Dataset excerpts on object pointing:
>> start
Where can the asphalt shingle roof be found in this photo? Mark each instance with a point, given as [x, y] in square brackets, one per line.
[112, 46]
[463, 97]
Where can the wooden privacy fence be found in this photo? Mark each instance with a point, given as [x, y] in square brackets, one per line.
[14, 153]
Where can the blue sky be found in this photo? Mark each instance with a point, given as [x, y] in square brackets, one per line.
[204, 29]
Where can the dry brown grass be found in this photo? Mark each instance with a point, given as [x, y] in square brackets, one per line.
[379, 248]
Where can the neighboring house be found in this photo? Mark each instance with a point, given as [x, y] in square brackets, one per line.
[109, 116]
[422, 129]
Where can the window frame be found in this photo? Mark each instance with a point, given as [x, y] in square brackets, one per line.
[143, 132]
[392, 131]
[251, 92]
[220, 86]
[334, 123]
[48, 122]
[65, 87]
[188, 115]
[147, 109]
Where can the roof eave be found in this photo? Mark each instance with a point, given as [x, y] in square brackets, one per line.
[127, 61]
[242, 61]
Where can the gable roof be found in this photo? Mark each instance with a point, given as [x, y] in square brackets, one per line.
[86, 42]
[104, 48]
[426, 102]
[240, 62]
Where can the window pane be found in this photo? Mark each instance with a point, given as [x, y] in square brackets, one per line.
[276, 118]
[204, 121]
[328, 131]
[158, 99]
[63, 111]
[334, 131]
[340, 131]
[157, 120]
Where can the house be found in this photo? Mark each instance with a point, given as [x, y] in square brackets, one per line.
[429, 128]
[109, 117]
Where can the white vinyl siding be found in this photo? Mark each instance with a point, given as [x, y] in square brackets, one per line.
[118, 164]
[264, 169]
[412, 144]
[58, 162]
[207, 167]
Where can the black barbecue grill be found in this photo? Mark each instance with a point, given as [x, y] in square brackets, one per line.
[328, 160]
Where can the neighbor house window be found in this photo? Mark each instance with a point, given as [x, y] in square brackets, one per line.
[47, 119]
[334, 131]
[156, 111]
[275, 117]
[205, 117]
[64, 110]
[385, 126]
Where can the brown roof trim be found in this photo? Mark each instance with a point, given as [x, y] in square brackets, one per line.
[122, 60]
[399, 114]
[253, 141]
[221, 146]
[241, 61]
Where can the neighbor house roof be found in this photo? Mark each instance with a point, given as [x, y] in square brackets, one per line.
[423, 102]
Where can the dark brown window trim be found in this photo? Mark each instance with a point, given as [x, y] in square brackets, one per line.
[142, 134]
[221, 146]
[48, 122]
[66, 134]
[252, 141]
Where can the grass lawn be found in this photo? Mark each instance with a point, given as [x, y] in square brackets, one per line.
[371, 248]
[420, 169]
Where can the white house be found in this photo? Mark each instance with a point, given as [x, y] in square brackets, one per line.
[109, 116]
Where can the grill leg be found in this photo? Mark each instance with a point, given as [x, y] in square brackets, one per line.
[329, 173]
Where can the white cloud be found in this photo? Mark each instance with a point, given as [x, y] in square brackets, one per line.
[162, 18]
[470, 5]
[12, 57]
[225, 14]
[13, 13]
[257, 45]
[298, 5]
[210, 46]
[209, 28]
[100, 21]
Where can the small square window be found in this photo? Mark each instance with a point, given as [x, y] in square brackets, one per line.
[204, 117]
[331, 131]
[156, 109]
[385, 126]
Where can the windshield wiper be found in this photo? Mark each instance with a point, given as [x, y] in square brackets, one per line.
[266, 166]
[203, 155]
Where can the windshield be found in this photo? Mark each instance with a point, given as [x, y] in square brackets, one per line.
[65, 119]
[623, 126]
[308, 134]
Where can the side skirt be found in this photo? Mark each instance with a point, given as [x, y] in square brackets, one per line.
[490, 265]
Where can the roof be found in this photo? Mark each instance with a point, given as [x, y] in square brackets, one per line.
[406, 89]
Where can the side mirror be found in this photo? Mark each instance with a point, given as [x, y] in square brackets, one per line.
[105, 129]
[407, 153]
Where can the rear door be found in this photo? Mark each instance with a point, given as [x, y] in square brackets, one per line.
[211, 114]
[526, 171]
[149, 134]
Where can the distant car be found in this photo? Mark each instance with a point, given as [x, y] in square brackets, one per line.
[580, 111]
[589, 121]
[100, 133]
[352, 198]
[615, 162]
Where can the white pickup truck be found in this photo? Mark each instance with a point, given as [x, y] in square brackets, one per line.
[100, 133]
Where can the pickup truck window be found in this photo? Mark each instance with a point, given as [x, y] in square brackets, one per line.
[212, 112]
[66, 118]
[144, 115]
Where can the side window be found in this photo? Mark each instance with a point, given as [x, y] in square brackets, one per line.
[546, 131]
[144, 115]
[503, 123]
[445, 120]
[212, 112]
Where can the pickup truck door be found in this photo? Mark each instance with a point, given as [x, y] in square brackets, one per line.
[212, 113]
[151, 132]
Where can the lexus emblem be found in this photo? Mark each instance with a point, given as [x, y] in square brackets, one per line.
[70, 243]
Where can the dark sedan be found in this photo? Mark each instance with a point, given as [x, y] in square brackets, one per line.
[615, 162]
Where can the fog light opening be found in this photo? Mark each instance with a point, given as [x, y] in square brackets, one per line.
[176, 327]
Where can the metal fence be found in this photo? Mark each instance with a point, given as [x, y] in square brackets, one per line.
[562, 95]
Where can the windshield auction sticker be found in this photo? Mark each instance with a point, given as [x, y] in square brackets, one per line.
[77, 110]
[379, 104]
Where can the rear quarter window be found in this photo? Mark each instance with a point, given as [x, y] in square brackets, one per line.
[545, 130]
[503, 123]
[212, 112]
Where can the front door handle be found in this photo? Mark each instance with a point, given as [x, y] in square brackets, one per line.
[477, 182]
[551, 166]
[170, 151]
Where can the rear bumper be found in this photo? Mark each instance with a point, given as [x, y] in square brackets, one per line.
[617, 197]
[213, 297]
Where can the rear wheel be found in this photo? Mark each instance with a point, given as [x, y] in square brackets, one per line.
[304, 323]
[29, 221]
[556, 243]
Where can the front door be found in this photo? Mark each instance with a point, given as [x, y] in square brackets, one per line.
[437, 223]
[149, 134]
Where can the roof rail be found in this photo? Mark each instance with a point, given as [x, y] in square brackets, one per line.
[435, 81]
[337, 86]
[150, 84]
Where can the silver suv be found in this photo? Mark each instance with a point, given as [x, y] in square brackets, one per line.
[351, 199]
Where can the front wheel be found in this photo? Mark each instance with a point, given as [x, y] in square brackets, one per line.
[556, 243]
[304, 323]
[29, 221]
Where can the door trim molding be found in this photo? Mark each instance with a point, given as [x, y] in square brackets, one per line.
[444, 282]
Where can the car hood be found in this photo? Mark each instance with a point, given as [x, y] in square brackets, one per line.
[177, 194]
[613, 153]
>> end
» SET PROBLEM: Rescale everything from the line containing "Where can the door" down to the end of the material. Write out each of those lines again, including the lines that ask for points, and multiply every x and y coordinate in the answers by 1.55, rounding to whole numbers with halves rounded up.

» EXERCISE RESULT:
Where can the door trim molding be found in this photo? Mark each instance with a point, given as [x, y] in square brackets, one per line.
[688, 437]
Where can the car hood be found in this photo? Mark each instance with a point, given as [x, y] in square brackets, one per line.
[274, 301]
[950, 237]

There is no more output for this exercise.